> _SELECTED TEXT_:
════
1. Surely you could solve the problem by elimination, but you didn't, and you object against it.
2. When the volume of a cone is computed by integration, the result is that 0=3V-Ah.
3. Which 'arbitrary confusing parameters' are you talking about? My variables are (V,A,R,S,h,a) and their differentials.
4. The rules of differentiation used are d(x+y)=dx+dy and d(x·y)=x·dy+dx·y, no matter which variable I am differenting with respect to.
5. h is not a free parameter, dh is.
6. That dV/dh=0 can be written dV=0, dh=1.
7. Lagrange multipliers are not wrong, but not necessary either.
8. 'Just because I have a square root doesn't mean my method is somehow more complicated'. No, but it is more advanced. My method can be used by someone who hasn't been taught square roots or fractions.

Did you understand my explanation, or do you still find the calculation difficult to follow? Bo Jacoby (talk) 23:06, 16 December 2013 (UTC).

1. Why use elimination when in this situation it's easier to just solve it using substitution?
2. That I do not dispute. But it's not the point of my argument, which is that if you have ${\displaystyle V=...}$ the method of Lagrange multipliers is always applicable, and because of 3D integration it's always possible to get such a formula (if you can't get one in closed form, you won't get a form suitable for making polynomials either).
3. The polynomials A and B can't just be anything.
4. The rules for differentials do not apply if the variables are not functions of the same parameters.
5. Also, it is improper to use ordinary differentials in a multivariate situation (if you want to avoid solving for V in terms of one variable).
════
> _RECORD SET_:
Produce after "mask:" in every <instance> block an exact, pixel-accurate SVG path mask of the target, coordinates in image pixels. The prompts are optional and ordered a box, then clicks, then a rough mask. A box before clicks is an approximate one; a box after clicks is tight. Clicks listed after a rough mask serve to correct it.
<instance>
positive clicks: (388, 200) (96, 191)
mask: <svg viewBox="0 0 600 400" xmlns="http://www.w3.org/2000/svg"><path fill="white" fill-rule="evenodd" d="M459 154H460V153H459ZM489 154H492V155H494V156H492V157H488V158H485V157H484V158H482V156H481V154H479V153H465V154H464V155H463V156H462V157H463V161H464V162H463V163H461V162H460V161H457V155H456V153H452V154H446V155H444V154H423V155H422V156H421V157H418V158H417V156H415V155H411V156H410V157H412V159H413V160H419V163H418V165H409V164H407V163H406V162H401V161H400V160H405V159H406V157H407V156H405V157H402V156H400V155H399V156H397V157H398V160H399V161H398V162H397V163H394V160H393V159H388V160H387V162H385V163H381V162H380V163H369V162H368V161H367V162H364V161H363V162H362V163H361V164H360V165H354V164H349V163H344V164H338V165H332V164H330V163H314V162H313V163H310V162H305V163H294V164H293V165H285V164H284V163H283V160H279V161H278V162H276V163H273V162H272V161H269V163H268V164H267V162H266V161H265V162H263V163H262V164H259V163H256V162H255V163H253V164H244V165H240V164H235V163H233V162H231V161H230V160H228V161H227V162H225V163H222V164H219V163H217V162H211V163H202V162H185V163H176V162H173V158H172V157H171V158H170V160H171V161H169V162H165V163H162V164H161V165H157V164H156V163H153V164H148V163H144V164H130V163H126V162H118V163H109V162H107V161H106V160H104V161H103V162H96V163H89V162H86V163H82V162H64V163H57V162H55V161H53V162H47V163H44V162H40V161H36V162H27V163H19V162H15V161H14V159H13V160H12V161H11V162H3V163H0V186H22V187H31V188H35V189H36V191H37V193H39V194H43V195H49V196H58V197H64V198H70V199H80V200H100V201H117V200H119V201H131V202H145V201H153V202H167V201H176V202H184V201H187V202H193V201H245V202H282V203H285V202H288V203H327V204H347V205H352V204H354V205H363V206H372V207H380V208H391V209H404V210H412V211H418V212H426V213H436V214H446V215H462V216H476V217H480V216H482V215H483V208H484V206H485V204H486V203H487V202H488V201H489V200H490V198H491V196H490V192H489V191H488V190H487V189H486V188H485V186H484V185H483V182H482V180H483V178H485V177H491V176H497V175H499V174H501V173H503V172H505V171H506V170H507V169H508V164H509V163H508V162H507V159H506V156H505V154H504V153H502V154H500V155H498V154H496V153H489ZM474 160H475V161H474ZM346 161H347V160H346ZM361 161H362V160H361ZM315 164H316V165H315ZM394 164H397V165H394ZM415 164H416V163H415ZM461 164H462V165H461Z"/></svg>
════
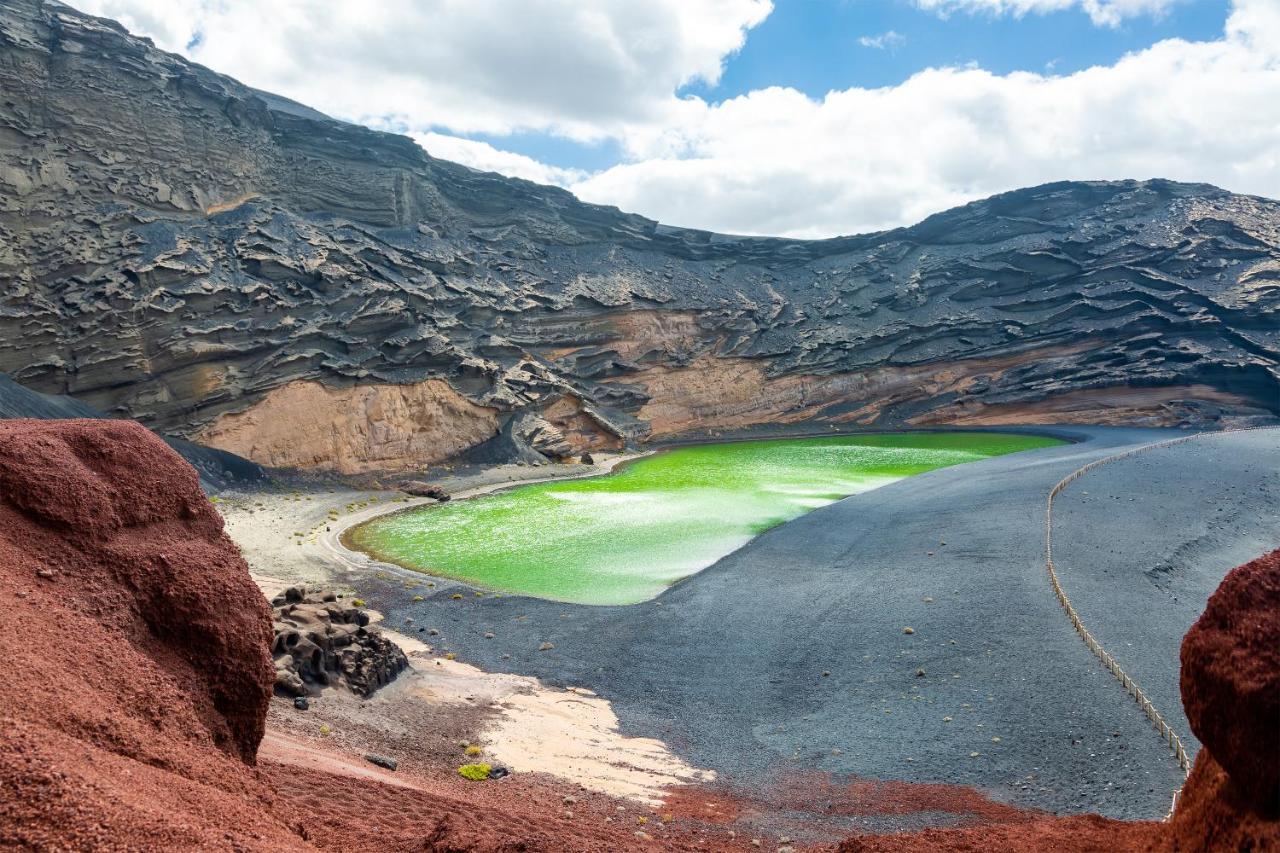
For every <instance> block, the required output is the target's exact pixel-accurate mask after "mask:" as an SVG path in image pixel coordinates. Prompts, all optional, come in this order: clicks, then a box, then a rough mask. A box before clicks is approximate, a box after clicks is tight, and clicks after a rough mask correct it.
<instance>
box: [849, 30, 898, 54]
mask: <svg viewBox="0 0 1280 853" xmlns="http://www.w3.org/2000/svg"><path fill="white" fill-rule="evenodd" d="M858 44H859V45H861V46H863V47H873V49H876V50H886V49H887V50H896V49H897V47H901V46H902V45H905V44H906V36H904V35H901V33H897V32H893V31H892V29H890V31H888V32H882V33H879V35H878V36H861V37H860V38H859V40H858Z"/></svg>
════
> _QUESTIONS_:
1. From the entries, copy out the stretch from the line containing "to correct it." through the line containing "positive clicks: (388, 200) (96, 191)", both lines included, without changing anything.
2. Continue the discussion of the cone volume calculation from the point where it stops.

> _RESULTS OF THE EXERCISE_:
1.
Produce after "mask:" in every <instance> block an exact, pixel-accurate SVG path mask of the target, coordinates in image pixels. The prompts are optional and ordered a box, then clicks, then a rough mask. A box before clicks is an approximate one; a box after clicks is tight. Clicks listed after a rough mask serve to correct it.
<instance>
positive clicks: (388, 200) (96, 191)

2.
6. Per the above, dh isn't; also differentials are infinitesimally small so you can only assign a finite value to the quotient of two differentials or the integral of a differential.
7. Strictly nothing but differentiation is necessary but you want the easiest solution, right?
8. No-one is taught calculus without first knowing the basic operations of square rooting and geometry. Basic differential calculus courses that give these kinds of problems do not omit related rates problems, which require one to look at the geometry of the situation.

I would be extremely surprised if someone came to calculus without first knowing the most basic geometry and arithmetic concepts of square roots and fractions (in fact the derivative is fundamentally a limit of a fraction, so you cannot claim that someone who knows differentials doesn't at least also know fractions).--Jasper Deng (talk) 23:21, 16 December 2013 (UTC)

1. Is your objection, that you did not understand the elimination method, still valid?
2. I don't get your point.
3. The equations 0=A·0+B·0 is true for any A and B.
4. Really?
5. Really?
6. Differentials may be interpreted as formal variables to which finite values may be assigned.
7. I wanted an elementary solution. You don't find it easy. I do.
8. My students are taught calculus without square rooting.

I wouldn't be surprised if you get surprised. Bo Jacoby (talk) 08:06, 17 December 2013 (UTC).

1. That was never my objection. I said it's confusing and imprecise, not incomprehensible.
2. The argument about not being able to solve for V therefore does not apply.
3. You can't do that in the sense that it introduces extraneous solutions and in the sense that if you choose A and B to keep the whole equation balanced, you are no longer guaranteed that both terms are 0. Therefore any roots you find may purely be due to your A and B.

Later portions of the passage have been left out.